[A block of data]

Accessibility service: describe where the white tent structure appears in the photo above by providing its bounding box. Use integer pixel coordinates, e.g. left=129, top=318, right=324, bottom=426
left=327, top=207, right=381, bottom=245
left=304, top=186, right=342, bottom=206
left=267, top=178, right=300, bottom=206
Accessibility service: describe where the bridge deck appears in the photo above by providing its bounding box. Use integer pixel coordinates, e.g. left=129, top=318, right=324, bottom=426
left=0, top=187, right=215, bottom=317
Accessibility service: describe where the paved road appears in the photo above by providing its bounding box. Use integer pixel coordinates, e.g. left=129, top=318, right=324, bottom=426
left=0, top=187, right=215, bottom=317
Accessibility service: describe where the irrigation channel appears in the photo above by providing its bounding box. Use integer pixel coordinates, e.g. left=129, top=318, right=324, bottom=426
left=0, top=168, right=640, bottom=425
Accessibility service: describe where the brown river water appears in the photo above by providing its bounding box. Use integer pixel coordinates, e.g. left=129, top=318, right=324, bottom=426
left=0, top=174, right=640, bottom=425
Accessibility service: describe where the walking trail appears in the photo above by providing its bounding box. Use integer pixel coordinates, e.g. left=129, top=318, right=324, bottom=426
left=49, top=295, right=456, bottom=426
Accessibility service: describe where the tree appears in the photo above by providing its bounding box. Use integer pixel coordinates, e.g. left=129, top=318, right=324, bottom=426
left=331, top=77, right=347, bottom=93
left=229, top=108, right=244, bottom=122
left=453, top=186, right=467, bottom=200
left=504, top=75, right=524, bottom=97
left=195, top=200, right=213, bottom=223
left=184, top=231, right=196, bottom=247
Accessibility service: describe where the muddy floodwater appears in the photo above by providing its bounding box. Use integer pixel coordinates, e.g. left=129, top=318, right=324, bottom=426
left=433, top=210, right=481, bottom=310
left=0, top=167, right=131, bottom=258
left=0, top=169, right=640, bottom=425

Direction
Quote every one of the records above word for word, without changing anything.

Result
Accessibility service: describe where the white tent structure appears in the photo above by providing its bounding box. Use integer pixel coordinates, e.g. left=129, top=318, right=324, bottom=426
left=327, top=207, right=381, bottom=245
left=304, top=186, right=342, bottom=206
left=267, top=178, right=300, bottom=206
Accessibility service: describe where the bridge deck appears in the photo above by providing its bounding box. Use integer pixel coordinates, e.g. left=129, top=318, right=324, bottom=426
left=0, top=187, right=215, bottom=317
Accessibility service: describe where the paved road appears in the photo above by providing its bounding box. Use integer pixel coordinates, e.g. left=129, top=318, right=324, bottom=426
left=0, top=187, right=215, bottom=317
Accessibility service: describe where the irrigation channel appears in the photo above by providing its bounding box. Use integer pixel coordinates, e.g. left=129, top=318, right=324, bottom=426
left=0, top=168, right=640, bottom=425
Accessibility service: describe where the brown river water appears in the photo above by providing its bounding box. Use integer pixel coordinates, e.g. left=129, top=318, right=324, bottom=426
left=0, top=174, right=640, bottom=425
Accessibility service: describe where the walking trail appears in the photo above by providing its bounding box. Use integer pixel coordinates, e.g. left=129, top=318, right=324, bottom=426
left=49, top=295, right=456, bottom=426
Accessibility service: describe where the tree appears in the photo above by providing its bounding box. Use integer pixel coordinates, e.g. left=129, top=318, right=324, bottom=426
left=331, top=77, right=347, bottom=93
left=229, top=108, right=244, bottom=122
left=453, top=186, right=467, bottom=200
left=504, top=75, right=524, bottom=97
left=195, top=200, right=213, bottom=223
left=184, top=231, right=196, bottom=247
Accessibility service: describe where the muddy floodwater appears in the photo above by providing its bounding box. Use integer pixel coordinates, e.g. left=129, top=318, right=324, bottom=426
left=433, top=210, right=481, bottom=310
left=0, top=167, right=131, bottom=258
left=0, top=169, right=640, bottom=425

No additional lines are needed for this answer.